■ **EXERCISE DATA**:

:::

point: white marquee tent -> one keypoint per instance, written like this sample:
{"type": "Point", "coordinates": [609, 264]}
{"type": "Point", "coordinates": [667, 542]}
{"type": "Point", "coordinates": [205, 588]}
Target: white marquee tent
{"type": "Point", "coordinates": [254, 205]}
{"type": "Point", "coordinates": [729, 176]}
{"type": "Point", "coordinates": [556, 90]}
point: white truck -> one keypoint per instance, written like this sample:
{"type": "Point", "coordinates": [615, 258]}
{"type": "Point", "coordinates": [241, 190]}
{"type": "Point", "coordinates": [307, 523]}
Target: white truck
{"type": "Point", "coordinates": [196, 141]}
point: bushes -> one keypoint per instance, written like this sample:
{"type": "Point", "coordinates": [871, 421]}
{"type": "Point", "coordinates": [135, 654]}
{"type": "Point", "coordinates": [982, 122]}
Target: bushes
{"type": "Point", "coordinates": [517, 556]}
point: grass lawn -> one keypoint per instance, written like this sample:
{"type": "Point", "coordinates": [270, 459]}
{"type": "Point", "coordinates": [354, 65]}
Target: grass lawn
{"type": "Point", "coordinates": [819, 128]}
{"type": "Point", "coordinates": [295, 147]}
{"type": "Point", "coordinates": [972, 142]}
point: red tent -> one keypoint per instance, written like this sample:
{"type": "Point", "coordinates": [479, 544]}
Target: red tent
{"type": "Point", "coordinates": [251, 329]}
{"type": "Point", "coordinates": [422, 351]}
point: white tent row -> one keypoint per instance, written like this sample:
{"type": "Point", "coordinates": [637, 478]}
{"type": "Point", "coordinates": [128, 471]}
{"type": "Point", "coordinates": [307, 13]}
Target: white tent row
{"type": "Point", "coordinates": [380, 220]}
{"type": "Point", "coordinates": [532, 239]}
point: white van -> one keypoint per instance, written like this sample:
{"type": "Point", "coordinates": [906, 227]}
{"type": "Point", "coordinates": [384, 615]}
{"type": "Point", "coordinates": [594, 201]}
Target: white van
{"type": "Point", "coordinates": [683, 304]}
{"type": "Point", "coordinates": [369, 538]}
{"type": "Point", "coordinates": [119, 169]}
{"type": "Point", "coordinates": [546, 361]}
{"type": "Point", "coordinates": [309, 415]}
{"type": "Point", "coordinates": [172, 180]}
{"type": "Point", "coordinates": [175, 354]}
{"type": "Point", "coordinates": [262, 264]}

:::

■ **INSTRUCTION**:
Write every line of the material above again, exactly.

■ **FULL OUTPUT**:
point: white marquee tent -> one keypoint per instance, written like this sample:
{"type": "Point", "coordinates": [609, 264]}
{"type": "Point", "coordinates": [667, 542]}
{"type": "Point", "coordinates": [205, 588]}
Target: white marquee tent
{"type": "Point", "coordinates": [254, 205]}
{"type": "Point", "coordinates": [729, 176]}
{"type": "Point", "coordinates": [556, 90]}
point: white truck -> one keypoint per instance, written like this sample:
{"type": "Point", "coordinates": [615, 258]}
{"type": "Point", "coordinates": [241, 190]}
{"type": "Point", "coordinates": [307, 523]}
Target: white truck
{"type": "Point", "coordinates": [196, 141]}
point: bushes -> one keypoint per instance, written like this sample:
{"type": "Point", "coordinates": [871, 421]}
{"type": "Point", "coordinates": [135, 654]}
{"type": "Point", "coordinates": [982, 122]}
Target: bushes
{"type": "Point", "coordinates": [517, 556]}
point: grass lawn -> one keypoint per instance, written like this sample:
{"type": "Point", "coordinates": [270, 459]}
{"type": "Point", "coordinates": [354, 65]}
Target: grass lawn
{"type": "Point", "coordinates": [819, 128]}
{"type": "Point", "coordinates": [295, 147]}
{"type": "Point", "coordinates": [972, 142]}
point: red tent -> one keypoint per instance, written like this sample:
{"type": "Point", "coordinates": [479, 544]}
Target: red tent
{"type": "Point", "coordinates": [251, 329]}
{"type": "Point", "coordinates": [422, 351]}
point: white tent row -> one keypoint per instance, written like this sample:
{"type": "Point", "coordinates": [637, 478]}
{"type": "Point", "coordinates": [128, 471]}
{"type": "Point", "coordinates": [307, 13]}
Target: white tent row
{"type": "Point", "coordinates": [380, 220]}
{"type": "Point", "coordinates": [532, 239]}
point: white van -> one keypoint per instance, written like this sample:
{"type": "Point", "coordinates": [906, 227]}
{"type": "Point", "coordinates": [384, 615]}
{"type": "Point", "coordinates": [594, 201]}
Target: white van
{"type": "Point", "coordinates": [683, 304]}
{"type": "Point", "coordinates": [369, 538]}
{"type": "Point", "coordinates": [119, 169]}
{"type": "Point", "coordinates": [546, 361]}
{"type": "Point", "coordinates": [309, 415]}
{"type": "Point", "coordinates": [172, 180]}
{"type": "Point", "coordinates": [175, 354]}
{"type": "Point", "coordinates": [262, 264]}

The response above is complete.